*Task brief:* Among the entries, which lines carry the string "patch"? Copy each of them.

[Stored records]
========

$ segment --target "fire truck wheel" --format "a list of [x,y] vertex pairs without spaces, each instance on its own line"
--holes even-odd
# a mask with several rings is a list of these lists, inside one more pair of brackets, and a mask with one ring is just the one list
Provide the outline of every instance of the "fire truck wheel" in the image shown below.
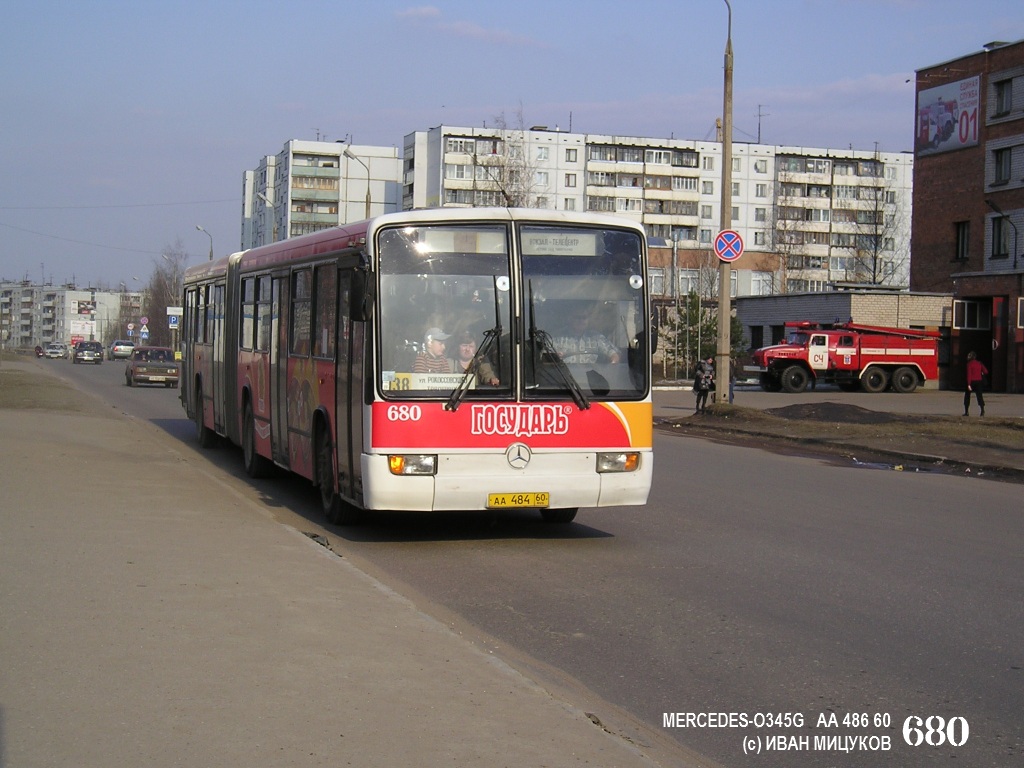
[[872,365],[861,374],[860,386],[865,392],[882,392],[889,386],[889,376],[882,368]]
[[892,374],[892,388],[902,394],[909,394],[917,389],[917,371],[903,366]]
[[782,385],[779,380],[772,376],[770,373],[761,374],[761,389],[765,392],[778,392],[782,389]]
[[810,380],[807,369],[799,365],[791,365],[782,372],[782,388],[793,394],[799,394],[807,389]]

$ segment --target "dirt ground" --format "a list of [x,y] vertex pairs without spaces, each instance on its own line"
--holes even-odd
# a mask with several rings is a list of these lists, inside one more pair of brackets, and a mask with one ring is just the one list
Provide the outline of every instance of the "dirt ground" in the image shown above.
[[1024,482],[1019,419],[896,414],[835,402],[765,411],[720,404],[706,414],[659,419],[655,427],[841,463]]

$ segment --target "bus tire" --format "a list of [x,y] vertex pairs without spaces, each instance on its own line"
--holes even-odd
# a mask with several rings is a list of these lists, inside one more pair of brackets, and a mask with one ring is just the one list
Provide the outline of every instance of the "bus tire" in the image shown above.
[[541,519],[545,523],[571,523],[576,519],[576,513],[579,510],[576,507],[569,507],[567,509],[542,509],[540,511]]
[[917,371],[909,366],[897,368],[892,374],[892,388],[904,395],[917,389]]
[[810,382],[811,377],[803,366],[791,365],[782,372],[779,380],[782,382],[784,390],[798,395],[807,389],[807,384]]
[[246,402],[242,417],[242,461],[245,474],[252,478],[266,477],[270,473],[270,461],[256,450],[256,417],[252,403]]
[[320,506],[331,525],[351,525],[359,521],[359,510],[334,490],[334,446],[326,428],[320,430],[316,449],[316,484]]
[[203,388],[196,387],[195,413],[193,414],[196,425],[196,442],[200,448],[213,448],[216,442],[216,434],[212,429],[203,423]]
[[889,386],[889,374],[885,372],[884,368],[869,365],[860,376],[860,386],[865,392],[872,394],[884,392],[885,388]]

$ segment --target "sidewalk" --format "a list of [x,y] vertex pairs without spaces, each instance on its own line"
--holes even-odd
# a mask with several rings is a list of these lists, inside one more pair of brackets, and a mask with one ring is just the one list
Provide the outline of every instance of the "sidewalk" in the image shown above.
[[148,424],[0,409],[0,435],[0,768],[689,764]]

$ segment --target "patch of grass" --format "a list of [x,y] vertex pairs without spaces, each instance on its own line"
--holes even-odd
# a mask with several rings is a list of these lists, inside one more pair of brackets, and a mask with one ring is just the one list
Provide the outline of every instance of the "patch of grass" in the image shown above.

========

*Answer space:*
$ segment --target "patch of grass" --format "a list of [x,y] vertex pairs without spaces, each instance on its own line"
Provide the outline of every instance of the "patch of grass" in the image shown above.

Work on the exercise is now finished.